▶ _Work task_:
Reply with one number: the count of lines in the records below that hold "xmin".

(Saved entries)

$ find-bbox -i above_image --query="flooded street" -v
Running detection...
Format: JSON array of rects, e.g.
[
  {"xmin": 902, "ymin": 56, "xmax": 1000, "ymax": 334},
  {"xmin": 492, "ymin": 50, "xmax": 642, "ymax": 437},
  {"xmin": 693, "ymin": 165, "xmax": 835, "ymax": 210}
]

▶ _Finished task_:
3